* **Task details**
Reproduce the records below verbatim, starting with the line that contains "Target: paved walkway" and continuing through the last line of the records, including both ends.

_ _ _

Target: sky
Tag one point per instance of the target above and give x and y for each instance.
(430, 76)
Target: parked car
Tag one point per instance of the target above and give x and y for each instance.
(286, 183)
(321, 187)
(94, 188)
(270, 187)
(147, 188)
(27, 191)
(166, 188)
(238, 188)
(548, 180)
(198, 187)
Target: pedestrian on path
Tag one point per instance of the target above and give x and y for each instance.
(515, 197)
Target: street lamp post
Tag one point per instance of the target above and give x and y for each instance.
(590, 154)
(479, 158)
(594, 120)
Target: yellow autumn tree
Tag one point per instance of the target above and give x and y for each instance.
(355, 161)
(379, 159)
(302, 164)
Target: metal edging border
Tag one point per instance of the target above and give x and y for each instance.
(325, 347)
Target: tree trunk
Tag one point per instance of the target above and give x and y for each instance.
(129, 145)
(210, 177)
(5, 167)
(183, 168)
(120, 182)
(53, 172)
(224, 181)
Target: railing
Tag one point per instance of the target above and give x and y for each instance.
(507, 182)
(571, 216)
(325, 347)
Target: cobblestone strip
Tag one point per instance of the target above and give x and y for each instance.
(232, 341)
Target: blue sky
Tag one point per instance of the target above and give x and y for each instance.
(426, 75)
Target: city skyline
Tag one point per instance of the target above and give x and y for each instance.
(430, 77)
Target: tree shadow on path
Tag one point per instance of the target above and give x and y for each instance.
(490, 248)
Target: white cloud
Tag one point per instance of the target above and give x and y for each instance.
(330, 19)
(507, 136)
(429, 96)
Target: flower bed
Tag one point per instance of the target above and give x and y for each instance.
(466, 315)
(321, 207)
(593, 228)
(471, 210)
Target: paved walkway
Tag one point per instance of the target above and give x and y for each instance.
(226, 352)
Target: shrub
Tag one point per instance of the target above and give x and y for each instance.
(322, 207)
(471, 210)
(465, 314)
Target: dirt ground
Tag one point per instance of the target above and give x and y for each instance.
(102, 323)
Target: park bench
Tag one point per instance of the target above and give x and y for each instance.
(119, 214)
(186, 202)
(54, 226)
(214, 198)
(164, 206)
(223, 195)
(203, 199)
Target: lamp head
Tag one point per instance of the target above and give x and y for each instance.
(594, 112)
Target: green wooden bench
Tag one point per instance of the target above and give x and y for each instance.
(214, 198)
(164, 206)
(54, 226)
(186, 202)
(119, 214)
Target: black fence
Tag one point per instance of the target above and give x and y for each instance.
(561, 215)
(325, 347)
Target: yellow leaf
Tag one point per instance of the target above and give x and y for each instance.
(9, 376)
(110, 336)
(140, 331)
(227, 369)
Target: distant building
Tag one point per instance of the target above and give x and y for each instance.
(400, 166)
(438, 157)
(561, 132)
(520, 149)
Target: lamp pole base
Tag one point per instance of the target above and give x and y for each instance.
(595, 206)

_ _ _

* **Exercise solution**
Target: paved walkway
Tag one point per instance of the target above and give x and y for each instance.
(226, 352)
Target: shrub
Tag one point per instance of the target above and give x and y for each instance.
(322, 207)
(471, 210)
(465, 314)
Target: dirt ground
Tag one point per instance of the target above and give x and y for each instance.
(102, 323)
Target: park bench
Tag one point per instance of the target above and give x and y for each instance.
(119, 214)
(186, 202)
(54, 226)
(214, 198)
(164, 206)
(223, 195)
(203, 199)
Target: lamp head
Tag one point per instance of the target above and give x and y for each instance.
(594, 112)
Target: green wooden bench
Tag one point per instance of the target above and give x and y for each instance.
(214, 198)
(164, 206)
(54, 226)
(186, 202)
(119, 214)
Target: black fence
Tag one point per instance of the target above and give x and y for each instance.
(561, 215)
(325, 347)
Target: yellow leaf
Tag one point per instance of the target above and give x and y for each instance.
(9, 376)
(110, 336)
(140, 331)
(227, 369)
Target: distant building
Tag one point per instance of the target above and give x and y for each instance.
(400, 166)
(438, 157)
(561, 132)
(520, 149)
Target: lamp pole base
Tag one point per instance of the target above and give x and y for each instance.
(595, 206)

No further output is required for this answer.